Okay, one any other guesses.

A

So it's exactly so it's it's generally going to be one, but really it depends on uh how similar it is to b c and d okay. So if it's completely different from bc or d, it's going to be one and that's the most likely, particularly since this is kind of a trick question.

A

I did it as alphabets, instead of numbers yeah very close to one, but if they're, if these have semantic components to it, uh if they're similar to bc or d, then it'll be between zero and 1 again in the depending on the and the similarity is in the column, space, okay,.

A

Okay and then the next thing is suppose a to e repeats. Quite often, um you know multiple times in this scenario. Well, then, anomaly score will drop to zero again, regardless of how different it was from bc or d okay. So this is the continuous learning part of it simple example, but hopefully gives you a flavor of at each time step what the what the thinking is.

A

So here's an example. This is the same data set I showed earlier. This is the the value and then this is the anomaly score over time, and you can see that this. You know we're continuously learning system, you start from the very beginning, and you just go so in the very beginning. The cla does not really know how to predict.

A

It doesn't know anything about the data, so anomaly score is going to be high in the beginning, because it's just everything is new at this point in time and then it kind of settles down every once in a while it'll go high because there's some random thing here that it didn't predict remember this is still a noisy data set and then, when it jumps up, uh nominee score again goes high because um it doesn't know anything about.

A

Of course it didn't predict this transition, but even here it's not predicting the step-by-step transitions because it hasn't seen enough of that. But then, over time it's going to go down again and again, every once in a while, some random event will occur. You can see it picked up these two here with a high anomaly score, but then, after that, even that is kind of expected and so anomaly score will will go down.

A

C

Yeah: okay, um what if uh say, there's a jump in the data, but it's, but it's not necessarily a change in patterns. It's just a change in the the level of the data. If the same patterns continue just at a higher level, yeah will will anomaly scores stay high after the transition, or will it understand that it's the same pattern just at a higher level.

A

So it depends a little bit how you encode the data. If you just encode it normally like the way we do it. It's not it's going to treat this as completely new patterns, and so once it jumps up, it's going to start learning in this regime again and that's the most flexible thing, because you know the chance that it's going to be exactly the same here is pretty low. Generally speaking, it's going to be different.

A

You could encode, you can have a differential encoder, so you don't encode the exact value but encode the differences from one step to another. In that case, you know the anomaly score will jump up here, but then it'll say: okay, the differences are the same.

B

C

B

Does this work with hierarchical uh regions so like if you had a melody, for example,.

D

Yeah or a sound wave.

B

And it was very quiet and then the volume went up, but the melody stayed the same. Would it? uh How would it react to that.

A

Yeah, so nupic today doesn't implement the hierarchy in the opf, but in general yeah it should it will work exactly the same at every level of the hierarchy and- and you know, if you have multiple modalities, um you know you could have an anomaly in one of the modalities and not in the other. So um you know if you have melody and volume, if they're encoded separately, you know you could actually detect the fact that it's the same in one area and actually changing in the other part.

[Boundary annotation records]

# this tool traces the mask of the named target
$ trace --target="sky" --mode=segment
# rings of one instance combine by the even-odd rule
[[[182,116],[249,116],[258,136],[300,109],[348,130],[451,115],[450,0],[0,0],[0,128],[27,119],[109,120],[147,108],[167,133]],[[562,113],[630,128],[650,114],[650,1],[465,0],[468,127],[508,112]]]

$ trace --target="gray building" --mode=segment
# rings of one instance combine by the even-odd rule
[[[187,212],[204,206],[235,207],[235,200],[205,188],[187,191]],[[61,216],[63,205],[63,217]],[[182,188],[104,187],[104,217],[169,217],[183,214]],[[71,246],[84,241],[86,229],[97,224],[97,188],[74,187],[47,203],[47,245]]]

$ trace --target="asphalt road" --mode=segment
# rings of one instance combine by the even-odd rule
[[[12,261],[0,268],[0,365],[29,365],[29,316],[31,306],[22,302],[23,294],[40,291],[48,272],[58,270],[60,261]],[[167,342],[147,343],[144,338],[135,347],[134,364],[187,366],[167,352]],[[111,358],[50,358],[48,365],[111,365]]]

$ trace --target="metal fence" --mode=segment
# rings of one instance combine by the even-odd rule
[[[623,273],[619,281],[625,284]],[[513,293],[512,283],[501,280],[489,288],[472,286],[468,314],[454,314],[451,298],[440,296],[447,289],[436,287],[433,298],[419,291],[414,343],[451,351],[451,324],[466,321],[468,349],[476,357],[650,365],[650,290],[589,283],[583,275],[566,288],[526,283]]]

== TASK 1 ==
List every line of the records that contains the string "target", treating uppercase and lowercase as different.
== TASK 2 ==
Carry the transcript on anomaly scoring forward from the point where it stops, picking up right after its final sentence.

== WRITTEN ANSWER 1 ==
# this tool traces the mask of the named target
$ trace --target="sky" --mode=segment
$ trace --target="gray building" --mode=segment
$ trace --target="asphalt road" --mode=segment
$ trace --target="metal fence" --mode=segment

== WRITTEN ANSWER 2 ==
A

Okay. Here's another example. This is uh the the temperature of a heater in a in a office building, and you can see that this is just part of the data set, not the whole thing. You can see that um you know there's sort of a regular behavior, it's a little hard to see here, but there's a unusual temporal behavior here and the anomaly score here. You know generally jumped up, um and you know here the temperature goes down and it became unusually low and in this case the anomaly score again jumps up here.

A

It hasn't seen. You know it sort of spikes, the low here and the anomaly score spikes up there, because it hasn't seen uh temperatures that low there.

A

Okay- um and I think I can't see exactly here- but there are some other anomalies when you actually look into some of the zoom in some of these. There are some unusual things that that it finds okay, here's uh one of the toughest cases. This is the random data I showed earlier, and you know the anomaly score is much higher here than than average, but it's kind of hard to tease the power. So this is a example of where the current scheme- I'm not sure it really adds any value over the original data stream.

A

Here, in fact, it's a little more. You know bushy here, but I'll show you a little bit later how we deal with this kind of thing in grock, but this is here where this the data set is just inherently unpredictable and so step by anomaly. Score of the type we're doing a new pick doesn't really help you too much here. Okay, although you can visually see that it's different.

A

I'm going to explain it yeah yeah yeah, but in newpick today, if you were to this, is what you would get and I'll I'll explain exactly how we solve this problem. Can.

E

I ask a quick question yeah, so I mean if you're, when you were talking about like web server latency I mean, can you just filter out the uh you know? Can you just basically do like a? uh I guess, it'd be like a short pass filter, a low frequency. You know basically filter out all the high frequency stuff and just look at the low frequency stuff and then and that'll make it a lot clearer. What's going on.

A

Yeah yeah, I think, with I think, as a general comment with any of these data sets, if, if you as a human we're looking at it, you can craft something that will find that anomaly. You can definitely do that as a data scientist or someone, you can come up with a mechanism to craft that, but the thing is you don't know what it's going to be ahead of time.

A

You know in a you want to build a system, that's going to do well on a very wide range of uh of data types, and you know, as the number of sensors increases so dramatically, you can't be looking at each single one, seeing what the characteristics are and then uh you know come up ahead of time with with what the exact set of uh features, if you will that's gonna cap that so I think I think you're right. I think for this.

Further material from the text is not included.